[BEGIN Passage to read]
I saw WaxMode's detailing channel did a test with Cancoat as a drying aid with reasonable results actually. Not something I would fancy trying being honest! It's as quick to apply dry. What a product though...



roscopervis said:


> I tend to be the same with problems, but I'm not so hydrophobically driven as you. That's how the tree sap issue started leading to the Fse fandom which isn't letting up. My issues have been the flat surfaces due to the leaves and gunk, the side panels are doing great.
> 
> If you're not going for a contactless wash, then removing the traffic film entirely before the mitt wash isn't a necessity and will be dealt with adequately and safely by the time you've finished with the mitt, especially as it's usually confined to the problem areas.
> 
> This is the video that got me thinking.
[END Passage to read]
[BEGIN Data excerpt]
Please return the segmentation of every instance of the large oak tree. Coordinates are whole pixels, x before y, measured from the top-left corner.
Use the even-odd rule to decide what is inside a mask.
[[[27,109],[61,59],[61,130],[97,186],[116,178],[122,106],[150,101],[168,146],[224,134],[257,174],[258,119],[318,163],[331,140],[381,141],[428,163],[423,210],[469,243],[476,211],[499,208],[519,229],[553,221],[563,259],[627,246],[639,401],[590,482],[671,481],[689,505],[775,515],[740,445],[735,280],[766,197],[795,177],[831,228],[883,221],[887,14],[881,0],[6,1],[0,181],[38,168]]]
[END Data excerpt]
Stated task >> Write a continuation of the car detailing forum thread, picking up after its final sentence. The lines above have nothing to do with what follows.

Result of the task >>
So I would have expected that the contact wash would remove all traffic film and road grime but honestly at this point I'm not entirely sure. I (like Kris below) was using Bathe as a shampoo (it's a coating shampoo so definitely potent enough!) and the dull hydrophobics were only somewhat revived until I got WP 8 Below involved, rinsed and contact washed for a second time. This is what has got me into the way of thinking that you actually do need a pretty decent pre-wash to tackle the effects that film can have. Labo's 3pH system is interesting.. I was kindly sent some samples of the Purifica, Primus, Semper (as well as their pH neutral foam Neve) and am still in the process of evaluating them. I am holding off until the car next becomes 'clogged' and will report back.. haven't been doing the bad weather miles that being in the office forces me to do normally.



Kris1986 said:


> Hi,
> 
> I had the same "problem" with my Octavia that I applied two layers of Britemax Igneous in early May. The car goes on the motorway every day and it has been parked outside since the coating application. At the final rinsing stage at the last wash, it was rather "dead" on the lower section of the side panels. Today, I gave it a proper spray down with a somewhat milder equivalent of Koch Chemie Teerwäsche. The surfaces went from grabby to smooooth and the water behavior came back  (the videos in the bottom is straight after wash with Geyon Bath)
> 
> ...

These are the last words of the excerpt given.